▶ DIRECTIONS:
Rewrite the stretch from the line containing "find the house" through the last of the lines below, both ends included, copying every line in full. Multiply each bounding-box coordinate in the answers by 0.4 and round it to a whole number, with halves rounded up; leave the sample box in each format description unchanged.

-- start ENTRIES SUPPLIED --

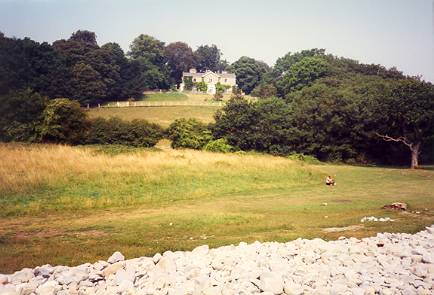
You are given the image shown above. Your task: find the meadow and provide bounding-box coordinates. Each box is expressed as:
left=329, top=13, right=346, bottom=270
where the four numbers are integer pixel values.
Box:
left=0, top=142, right=434, bottom=273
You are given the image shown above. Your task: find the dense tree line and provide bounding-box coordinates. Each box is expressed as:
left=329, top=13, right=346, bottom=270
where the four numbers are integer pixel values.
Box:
left=0, top=30, right=228, bottom=105
left=0, top=31, right=434, bottom=167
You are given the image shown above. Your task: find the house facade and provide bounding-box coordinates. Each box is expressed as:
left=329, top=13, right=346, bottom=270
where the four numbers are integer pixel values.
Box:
left=179, top=69, right=237, bottom=94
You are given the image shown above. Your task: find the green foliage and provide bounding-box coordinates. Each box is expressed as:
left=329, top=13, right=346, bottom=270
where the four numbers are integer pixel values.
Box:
left=230, top=56, right=270, bottom=94
left=72, top=63, right=107, bottom=105
left=213, top=82, right=230, bottom=101
left=167, top=119, right=212, bottom=149
left=164, top=42, right=194, bottom=84
left=194, top=45, right=221, bottom=72
left=0, top=89, right=46, bottom=141
left=250, top=83, right=277, bottom=98
left=40, top=98, right=89, bottom=144
left=85, top=118, right=163, bottom=147
left=203, top=138, right=234, bottom=153
left=276, top=57, right=329, bottom=96
left=213, top=99, right=293, bottom=155
left=231, top=86, right=244, bottom=99
left=288, top=153, right=321, bottom=165
left=193, top=81, right=208, bottom=92
left=184, top=76, right=194, bottom=91
left=128, top=34, right=165, bottom=66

-- end ENTRIES SUPPLIED --

▶ WRITTEN SOLUTION:
You are given the image shown above. Your task: find the house facade and provide bounding-box coordinates. Each box is expressed as:
left=329, top=13, right=346, bottom=270
where the four numbers are integer pixel values.
Box:
left=72, top=28, right=95, bottom=38
You are given the image shown above. Your task: find the green foliage and provide bounding-box coordinates. Each box is expressed as:
left=329, top=13, right=346, bottom=270
where the four numbers are integer pixel values.
Box:
left=92, top=22, right=108, bottom=38
left=29, top=25, right=43, bottom=42
left=85, top=33, right=92, bottom=40
left=67, top=48, right=85, bottom=60
left=66, top=17, right=78, bottom=34
left=78, top=18, right=88, bottom=29
left=0, top=36, right=18, bottom=56
left=100, top=33, right=111, bottom=39
left=16, top=39, right=36, bottom=58
left=34, top=47, right=65, bottom=59
left=81, top=55, right=94, bottom=61
left=110, top=23, right=132, bottom=38
left=85, top=40, right=117, bottom=62
left=92, top=34, right=98, bottom=40
left=115, top=61, right=128, bottom=66
left=77, top=32, right=83, bottom=37
left=74, top=30, right=78, bottom=36
left=51, top=14, right=66, bottom=26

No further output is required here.